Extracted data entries
++++

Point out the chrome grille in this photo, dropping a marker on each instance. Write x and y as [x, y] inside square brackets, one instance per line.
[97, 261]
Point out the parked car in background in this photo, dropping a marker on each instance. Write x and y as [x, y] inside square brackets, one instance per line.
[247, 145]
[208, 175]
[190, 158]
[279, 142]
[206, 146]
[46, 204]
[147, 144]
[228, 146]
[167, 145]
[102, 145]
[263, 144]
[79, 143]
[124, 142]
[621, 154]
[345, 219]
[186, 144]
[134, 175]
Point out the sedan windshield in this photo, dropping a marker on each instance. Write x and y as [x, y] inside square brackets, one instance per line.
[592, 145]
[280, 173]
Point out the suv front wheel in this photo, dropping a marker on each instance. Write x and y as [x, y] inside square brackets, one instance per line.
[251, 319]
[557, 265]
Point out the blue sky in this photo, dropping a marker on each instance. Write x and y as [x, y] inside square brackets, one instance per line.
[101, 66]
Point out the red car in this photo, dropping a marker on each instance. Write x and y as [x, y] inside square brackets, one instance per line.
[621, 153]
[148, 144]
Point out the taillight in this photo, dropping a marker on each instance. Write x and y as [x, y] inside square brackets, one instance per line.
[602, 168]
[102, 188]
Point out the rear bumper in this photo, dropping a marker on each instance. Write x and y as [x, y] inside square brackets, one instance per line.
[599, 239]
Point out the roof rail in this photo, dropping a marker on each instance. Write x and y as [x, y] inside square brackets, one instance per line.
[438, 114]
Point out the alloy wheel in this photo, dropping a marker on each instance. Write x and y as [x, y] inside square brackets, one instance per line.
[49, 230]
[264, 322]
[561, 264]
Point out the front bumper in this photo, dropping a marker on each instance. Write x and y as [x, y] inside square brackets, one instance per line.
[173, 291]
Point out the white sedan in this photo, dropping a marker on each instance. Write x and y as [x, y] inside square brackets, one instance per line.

++++

• WHAT TO WORK ON:
Every record, copied exactly, is the expected answer.

• COMPLETED TASK:
Point out the chrome grille in this photo, dropping a marker on each instance. Write x and y as [x, y] inside square brackets, one instance per line.
[97, 261]
Point out the parked car in background in this photo, dropping a marker on each instance. Write x and y as [x, y] inside square brackets, one instance per line.
[247, 145]
[208, 175]
[190, 158]
[279, 142]
[206, 146]
[46, 204]
[147, 144]
[228, 146]
[167, 145]
[102, 145]
[263, 144]
[79, 143]
[124, 142]
[621, 154]
[345, 219]
[186, 144]
[134, 175]
Point out the sedan windshield in this photo, dropping a marker on each instance. Write x and y as [x, y] inside square brackets, one instance per line.
[592, 145]
[280, 173]
Point out the suv front wheel in this photo, dropping a marker on each instance. Write x and y as [x, y] inside square brackets, one instance per line.
[251, 319]
[557, 265]
Point out the blue sky in this photo, dropping a marker on each instance. Write x and y as [x, y] inside square brackets, one instance per line.
[101, 66]
Point out the red car in this photo, dropping a marker on each instance. Write x and y as [x, y] inside square brackets, one instance per line.
[621, 153]
[148, 144]
Point out the taillight in this photo, dropping a marker on each instance. Write x and y as [x, y] inside square brackets, one instance per line.
[602, 168]
[102, 188]
Point out the rear bumper in this photo, dropping a marker on each instance. Write x and y as [x, y] inside square brackets, one instance per line.
[599, 239]
Point out the roof rail in this photo, dropping a marker on each instance. Write x and y as [x, y] inside square brackets, one instance per line.
[438, 114]
Point out the alloy wheel in this photo, dropping a marker on each instance. Write x and y as [x, y] inside square brackets, one instance per line.
[49, 230]
[264, 322]
[561, 264]
Point out the front bumper in this photo, dropping a marker on each instance. Write x and y as [x, y] inside square brackets, one instance per line.
[173, 291]
Point out the white sedan in this photo, dropping a marker on each instance. Write x and y as [x, y] inside square brackets, one instance per line.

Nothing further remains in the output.